EXTRACT PROVIDED below:

Study population and design
The study population was drawn from the membership of Kaiser Permanente Northern California (KPNC), an integrated health care delivery system serving 4.5 million members. The KPNC membership accounts for approximately 30% of the underlying population and is socio-demographically representative of the population residing in the geographic areas served [11, 12]. The integrated information system permits quantifying predictors and outcomes across the continuum of pregnancy. Individuals with GDM are identified by searching the KPNC Pregnancy Glucose Tolerance and GDM Registry, which is an active surveillance registry that downloads laboratory data to determine screening and diagnosis for GDM, where preexisting type 1 or 2 diabetes is automatically excluded. Specifically, pregnant individuals at KPNC receive universal screening (98%) for GDM with the 50-g, 1-h glucose challenge test (GCT) at 24–28 weeks’ gestation [1]. If the screening test is abnormal, a diagnostic 100-g, 3-h oral glucose tolerance test (OGTT) is performed after an 8–12-h fast. GDM is ascertained by meeting any of the following criteria: (1) ≥ 2 OGTT plasma glucose values meeting or exceeding the Carpenter-Coustan thresholds: 1-h 180 mg/dL, 2-h 155 mg/dL, and 3-h 140 mg/dL; or (2) 1-h GCT ≥ 180 mg/dL and a fasting glucose ≥ 95 mg/dL performed alone or during the OGTT [13, 14]. Plasma glucose measurements were performed using the hexokinase method at the KPNC regional laboratory, which participated in the College of American Pathologists’ accreditation and monitoring program [15]. This data-only project was approved by the KPNC Institutional Review Board, which waived the requirement for informed consent from participants.

End of EXTRACT PROVIDED.
EXTRACTED DATA below:

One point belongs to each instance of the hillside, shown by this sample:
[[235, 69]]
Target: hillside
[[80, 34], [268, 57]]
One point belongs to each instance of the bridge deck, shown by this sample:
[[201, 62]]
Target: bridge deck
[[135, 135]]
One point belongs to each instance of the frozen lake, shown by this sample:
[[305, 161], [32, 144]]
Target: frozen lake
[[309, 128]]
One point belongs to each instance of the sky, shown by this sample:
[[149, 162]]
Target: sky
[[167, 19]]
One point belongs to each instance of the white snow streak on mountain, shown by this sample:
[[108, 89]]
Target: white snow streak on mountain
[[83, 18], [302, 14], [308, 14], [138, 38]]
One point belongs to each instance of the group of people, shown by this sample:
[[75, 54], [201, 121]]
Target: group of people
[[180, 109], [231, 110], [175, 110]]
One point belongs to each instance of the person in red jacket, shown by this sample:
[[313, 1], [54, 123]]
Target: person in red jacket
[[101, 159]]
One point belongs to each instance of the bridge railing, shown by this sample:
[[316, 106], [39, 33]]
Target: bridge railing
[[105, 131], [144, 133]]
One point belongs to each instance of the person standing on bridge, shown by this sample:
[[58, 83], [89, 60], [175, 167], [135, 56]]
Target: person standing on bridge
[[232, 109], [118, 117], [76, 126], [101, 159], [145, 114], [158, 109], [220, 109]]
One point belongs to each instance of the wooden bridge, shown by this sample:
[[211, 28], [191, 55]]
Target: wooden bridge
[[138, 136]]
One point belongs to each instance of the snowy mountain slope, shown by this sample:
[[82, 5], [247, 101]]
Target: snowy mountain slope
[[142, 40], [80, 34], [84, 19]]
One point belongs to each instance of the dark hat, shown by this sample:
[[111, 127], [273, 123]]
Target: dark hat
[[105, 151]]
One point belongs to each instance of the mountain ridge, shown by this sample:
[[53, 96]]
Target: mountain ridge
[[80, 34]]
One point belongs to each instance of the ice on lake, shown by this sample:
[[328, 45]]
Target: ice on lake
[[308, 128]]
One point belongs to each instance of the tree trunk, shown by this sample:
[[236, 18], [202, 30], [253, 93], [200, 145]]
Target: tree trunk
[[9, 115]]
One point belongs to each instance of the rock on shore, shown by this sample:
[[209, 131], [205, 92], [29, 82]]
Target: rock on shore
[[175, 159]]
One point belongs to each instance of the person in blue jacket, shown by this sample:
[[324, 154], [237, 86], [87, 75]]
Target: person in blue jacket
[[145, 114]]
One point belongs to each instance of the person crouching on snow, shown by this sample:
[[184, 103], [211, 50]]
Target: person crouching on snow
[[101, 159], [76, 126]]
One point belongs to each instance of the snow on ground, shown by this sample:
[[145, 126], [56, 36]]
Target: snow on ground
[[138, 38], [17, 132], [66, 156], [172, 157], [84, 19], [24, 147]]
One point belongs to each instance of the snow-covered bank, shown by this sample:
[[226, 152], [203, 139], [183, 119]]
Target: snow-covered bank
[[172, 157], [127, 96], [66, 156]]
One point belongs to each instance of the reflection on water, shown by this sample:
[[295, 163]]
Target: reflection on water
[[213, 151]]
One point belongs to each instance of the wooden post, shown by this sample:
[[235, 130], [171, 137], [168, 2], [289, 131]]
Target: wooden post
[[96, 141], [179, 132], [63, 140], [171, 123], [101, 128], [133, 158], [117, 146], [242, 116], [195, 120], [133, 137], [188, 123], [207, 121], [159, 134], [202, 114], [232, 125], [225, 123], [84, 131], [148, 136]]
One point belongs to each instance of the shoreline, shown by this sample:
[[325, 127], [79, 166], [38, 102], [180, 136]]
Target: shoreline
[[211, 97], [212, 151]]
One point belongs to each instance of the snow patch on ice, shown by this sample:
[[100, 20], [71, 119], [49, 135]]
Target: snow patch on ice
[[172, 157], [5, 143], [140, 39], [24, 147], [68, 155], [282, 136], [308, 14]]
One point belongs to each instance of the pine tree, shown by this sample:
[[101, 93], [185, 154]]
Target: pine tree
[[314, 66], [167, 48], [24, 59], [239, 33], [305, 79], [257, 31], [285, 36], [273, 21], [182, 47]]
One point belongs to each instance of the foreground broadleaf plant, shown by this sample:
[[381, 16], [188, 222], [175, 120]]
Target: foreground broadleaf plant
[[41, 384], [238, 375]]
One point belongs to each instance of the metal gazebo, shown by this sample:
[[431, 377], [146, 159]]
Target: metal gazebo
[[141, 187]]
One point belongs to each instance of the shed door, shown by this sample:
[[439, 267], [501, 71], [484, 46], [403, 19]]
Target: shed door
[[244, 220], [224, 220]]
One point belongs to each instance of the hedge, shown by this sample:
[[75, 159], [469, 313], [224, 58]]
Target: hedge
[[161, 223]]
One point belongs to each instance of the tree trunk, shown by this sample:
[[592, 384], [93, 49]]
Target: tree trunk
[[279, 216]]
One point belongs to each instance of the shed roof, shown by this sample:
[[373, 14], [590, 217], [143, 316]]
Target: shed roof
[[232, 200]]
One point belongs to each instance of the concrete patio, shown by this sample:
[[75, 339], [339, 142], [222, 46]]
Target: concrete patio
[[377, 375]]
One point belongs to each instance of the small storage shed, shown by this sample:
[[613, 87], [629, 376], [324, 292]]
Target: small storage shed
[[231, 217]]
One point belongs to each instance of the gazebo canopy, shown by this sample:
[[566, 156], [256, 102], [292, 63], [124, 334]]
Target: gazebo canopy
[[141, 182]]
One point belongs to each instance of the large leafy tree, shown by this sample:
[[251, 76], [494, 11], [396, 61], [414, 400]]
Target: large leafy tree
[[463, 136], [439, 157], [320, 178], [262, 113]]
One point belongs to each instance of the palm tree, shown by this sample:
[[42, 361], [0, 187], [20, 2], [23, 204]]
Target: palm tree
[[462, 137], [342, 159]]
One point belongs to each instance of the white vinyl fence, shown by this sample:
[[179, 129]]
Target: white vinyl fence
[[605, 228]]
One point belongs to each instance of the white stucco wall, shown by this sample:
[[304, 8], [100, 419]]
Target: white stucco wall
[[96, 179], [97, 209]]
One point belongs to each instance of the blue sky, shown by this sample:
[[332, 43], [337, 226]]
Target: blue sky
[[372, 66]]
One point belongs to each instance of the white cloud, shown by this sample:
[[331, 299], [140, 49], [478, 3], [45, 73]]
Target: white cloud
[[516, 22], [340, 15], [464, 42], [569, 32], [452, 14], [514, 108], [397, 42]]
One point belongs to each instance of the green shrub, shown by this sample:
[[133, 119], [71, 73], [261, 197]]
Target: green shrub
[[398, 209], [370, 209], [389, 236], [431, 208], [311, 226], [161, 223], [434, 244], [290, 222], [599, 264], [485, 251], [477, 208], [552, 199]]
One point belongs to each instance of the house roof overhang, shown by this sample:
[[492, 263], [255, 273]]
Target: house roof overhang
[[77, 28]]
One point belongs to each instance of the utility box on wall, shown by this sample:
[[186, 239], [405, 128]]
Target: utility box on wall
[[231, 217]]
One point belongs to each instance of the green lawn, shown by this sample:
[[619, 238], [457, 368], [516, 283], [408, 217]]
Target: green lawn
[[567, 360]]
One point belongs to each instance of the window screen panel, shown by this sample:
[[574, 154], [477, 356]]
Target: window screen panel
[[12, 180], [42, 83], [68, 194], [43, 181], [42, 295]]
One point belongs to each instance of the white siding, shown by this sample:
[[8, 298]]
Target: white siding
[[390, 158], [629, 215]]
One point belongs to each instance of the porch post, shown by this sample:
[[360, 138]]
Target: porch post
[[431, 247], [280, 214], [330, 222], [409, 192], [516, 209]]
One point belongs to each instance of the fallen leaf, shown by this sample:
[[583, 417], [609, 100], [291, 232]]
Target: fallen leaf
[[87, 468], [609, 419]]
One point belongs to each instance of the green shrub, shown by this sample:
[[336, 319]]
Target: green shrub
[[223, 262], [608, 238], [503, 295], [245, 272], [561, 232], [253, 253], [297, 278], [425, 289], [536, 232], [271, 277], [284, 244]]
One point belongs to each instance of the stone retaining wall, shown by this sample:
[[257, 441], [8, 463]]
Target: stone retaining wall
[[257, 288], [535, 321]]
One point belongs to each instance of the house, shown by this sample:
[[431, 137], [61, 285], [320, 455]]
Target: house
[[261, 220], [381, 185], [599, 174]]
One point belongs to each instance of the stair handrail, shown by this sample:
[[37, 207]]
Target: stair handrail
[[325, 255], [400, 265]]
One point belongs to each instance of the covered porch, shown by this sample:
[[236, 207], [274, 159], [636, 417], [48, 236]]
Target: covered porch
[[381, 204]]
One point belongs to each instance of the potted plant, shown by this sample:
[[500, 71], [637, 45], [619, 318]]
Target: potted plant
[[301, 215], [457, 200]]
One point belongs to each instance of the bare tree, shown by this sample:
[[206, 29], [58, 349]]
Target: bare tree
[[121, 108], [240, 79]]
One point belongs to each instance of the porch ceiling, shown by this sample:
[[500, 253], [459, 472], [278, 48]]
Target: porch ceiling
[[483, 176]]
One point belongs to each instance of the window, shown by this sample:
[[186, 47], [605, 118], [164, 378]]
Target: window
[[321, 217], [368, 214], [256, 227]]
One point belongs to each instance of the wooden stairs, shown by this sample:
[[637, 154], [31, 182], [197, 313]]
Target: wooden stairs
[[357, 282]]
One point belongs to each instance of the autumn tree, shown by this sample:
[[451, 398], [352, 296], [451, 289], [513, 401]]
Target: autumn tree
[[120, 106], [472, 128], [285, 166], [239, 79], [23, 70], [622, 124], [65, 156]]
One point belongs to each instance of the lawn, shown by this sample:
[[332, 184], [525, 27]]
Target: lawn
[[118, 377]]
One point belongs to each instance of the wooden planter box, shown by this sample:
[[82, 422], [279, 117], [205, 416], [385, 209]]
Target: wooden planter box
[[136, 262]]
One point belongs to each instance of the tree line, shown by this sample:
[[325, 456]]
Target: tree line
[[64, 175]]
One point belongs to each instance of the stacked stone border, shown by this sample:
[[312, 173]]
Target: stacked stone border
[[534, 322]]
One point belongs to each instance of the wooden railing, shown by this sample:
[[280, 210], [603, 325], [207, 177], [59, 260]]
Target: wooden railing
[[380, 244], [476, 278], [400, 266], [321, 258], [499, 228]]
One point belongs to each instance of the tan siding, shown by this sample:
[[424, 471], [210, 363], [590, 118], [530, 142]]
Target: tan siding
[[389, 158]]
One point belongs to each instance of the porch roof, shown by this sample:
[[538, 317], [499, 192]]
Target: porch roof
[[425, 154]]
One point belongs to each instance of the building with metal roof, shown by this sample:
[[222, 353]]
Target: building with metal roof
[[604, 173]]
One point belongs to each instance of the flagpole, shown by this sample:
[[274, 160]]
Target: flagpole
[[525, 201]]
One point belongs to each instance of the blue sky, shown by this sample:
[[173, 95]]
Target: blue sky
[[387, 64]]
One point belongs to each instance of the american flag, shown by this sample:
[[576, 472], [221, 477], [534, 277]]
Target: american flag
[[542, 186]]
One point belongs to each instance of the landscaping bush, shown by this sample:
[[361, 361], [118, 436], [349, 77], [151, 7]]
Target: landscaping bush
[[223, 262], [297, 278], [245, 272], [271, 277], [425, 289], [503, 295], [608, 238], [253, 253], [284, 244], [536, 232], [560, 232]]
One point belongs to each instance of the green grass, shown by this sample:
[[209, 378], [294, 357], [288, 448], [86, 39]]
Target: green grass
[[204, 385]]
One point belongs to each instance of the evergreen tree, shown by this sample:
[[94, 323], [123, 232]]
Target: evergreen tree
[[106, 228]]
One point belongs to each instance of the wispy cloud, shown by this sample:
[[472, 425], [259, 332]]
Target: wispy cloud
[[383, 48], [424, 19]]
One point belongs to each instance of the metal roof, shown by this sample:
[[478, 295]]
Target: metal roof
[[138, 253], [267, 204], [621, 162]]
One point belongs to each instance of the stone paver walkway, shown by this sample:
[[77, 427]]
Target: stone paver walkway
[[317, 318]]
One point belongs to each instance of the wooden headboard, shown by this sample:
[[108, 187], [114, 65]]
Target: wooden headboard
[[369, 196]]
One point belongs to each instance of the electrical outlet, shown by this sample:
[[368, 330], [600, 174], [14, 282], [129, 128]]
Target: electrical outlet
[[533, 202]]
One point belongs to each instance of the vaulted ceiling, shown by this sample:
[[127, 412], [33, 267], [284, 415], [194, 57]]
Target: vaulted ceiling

End of EXTRACTED DATA.

▶ ASSIGNMENT A
In the study population and design section, how many members does Kaiser Permanente Northern California serve?
▶ ASSIGNMENT B
Pick up the study population and design section on the gestational diabetes cohort and write what comes next after its final sentence.
The records were taken from an unrelated source.

▶ EXERCISE ANSWER A
4.5 million members.

▶ EXERCISE ANSWER B
Among 405,557 pregnancies with a gestational age at delivery < 24 weeks’ gestation delivered at 21 KPNC hospitals from January 1, 2007, to December 31, 2017, we excluded 375,041 (92.5%) individuals without GDM. Among 30,516 GDM pregnancies, we further excluded individuals with GDM diagnosed before the universal GDM screening (n = 42), deriving an analytical sample of 30,474 GDM-complicated pregnancies. We further derived a discovery set containing 27,240 GDM-complicated pregnancies from 2007 to 2016 and a temporal/future validation set of 3234 GDM-complicated pregnancies in 2017 (Fig. 1).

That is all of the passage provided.